» PROMPT
Answer these questions from the Ideal Laundry court opinion below, giving each answer on its own numbered line.
1. On what date was the laundry company chartered?
2. How many shares did the plaintiff in error obtain?
3. On what date was this suit filed?

» SELECTED PASSAGE
○ ○ ○ ○ ○ ○ ○

Smith v. Ideal Laundry Co.

286 S.W. 285 | Tex. App. | 1926

This is an action by plaintiff in error against Ideal Laundry Company, Ike S. Kampmann, M. A. Tyler, Kenneth Wimer, and E. A. Kelley; the individuals being joined as officers and stockholders in the corporation. The object of the suit was to enjoin the company from selling its properties and prevent a sacrifice thereof, and to cancel the bonds and liens securing them. The cause was heard by the court without a jury, and the temporary injunction was dissolved and judgment rendered that plaintiff in error take nothing by his suit. Others had come into the suit after it was instituted, and the writ of error bond is made payable to the Ideal Laundry Company, I. S. Kampmann, Graham Dowdell, Kenneth Wimer, Wimer-Richardson Company, E. A. Kelley, W. L. Clarke, and W. W. Collier.

No statement of facts has been filed, and the findings of fact of the trial judge will govern this court as to the evidence. The laundry company was chartered on July 20, 1920. There were nine subscribers giving sums amounting in the aggregate to $100,000, all of which were paid. Stock and bonds were issued, certain personal and real property was purchased by the corporation, and several laundries were purchased by it. The stock was distributed to fourteen persons, plaintiff in error obtaining 30 shares; and bonds were delivered in the sum of $86,000 to the different subscribers, Kampmann receiving $31,250 and Kelley $37,500. Kampmann was given the bonds, by agreement of the stockholders, plaintiff in error among the number, to reimburse him for a debt owing him by the Ideal Penny Laundry Company, which had been absorbed by defendant in error laundry company. Plaintiff in error knew of the absorption of the three laundries by the Ideal Laundry Company, and raised no objection to the sale of the stock and bonds to pay for their properties. The court further found —

"that at a meeting of the Ideal Laundry Company, held on the 27th day of March, A.D. 1925, the stockholders voted to sell all of the machinery and equipment of said corporation *286 to the holders of the outstanding bonds, in consideration of the cancellation of said bonds and the acceptance of said property, subject to the debts of said corporation then outstanding, amounting to about $25,000. That the stockholders of the Ideal Laundry Company who do not hold bonds will not be among the transferees of the property. The net result will be that the bondholders of the Ideal Laundry Company will own all of the assets of said company, and the Ideal Laundry Company will be dissolved. I find that the value of all the assets of said company, at the time of the trial, does not exceed the sum of $75,000."

This suit was filed on February 12, 1925. The stock and bonds were issued more than four years prior to the time this suit was instituted.

The stocks and bonds of the Ideal Laundry Company were distributed among the stockholders of record of the three corporations, which were merged, which they accepted for their interest in the three corporations. The physical assets conveyed to the Ideal Laundry Company by the absorbed corporations were of the actual value of $115,000, and the value of the real estate, over and above its incumbrances, was $6,000; the aggregate value being $121,000 The merger of the corporations was obtained and acted upon in the utmost good faith, and the bonds in the sum of $86,000 and the stock in the sum of $100,000 were not fictitious, but issued with no intention to violate law or Constitution, but in honesty and good faith, and with the full knowledge and consent of plaintiff in error. He was the owner of stock in the Ideal Penny Laundry Company, and accepted stock in lieu thereof in the Ideal Laundry Company.

○ ○ ○ ○ ○ ○ ○

» GIVEN DATA
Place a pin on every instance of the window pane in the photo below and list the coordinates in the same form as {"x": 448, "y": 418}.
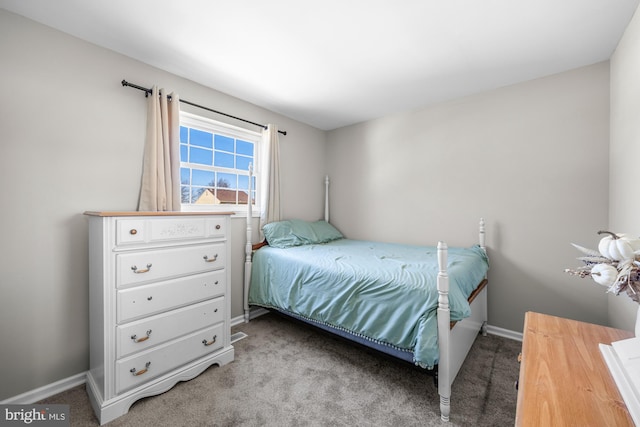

○ ○ ○ ○ ○ ○ ○

» PROBLEM SOLUTION
1. July 20, 1920
2. 30 shares
3. February 12, 1925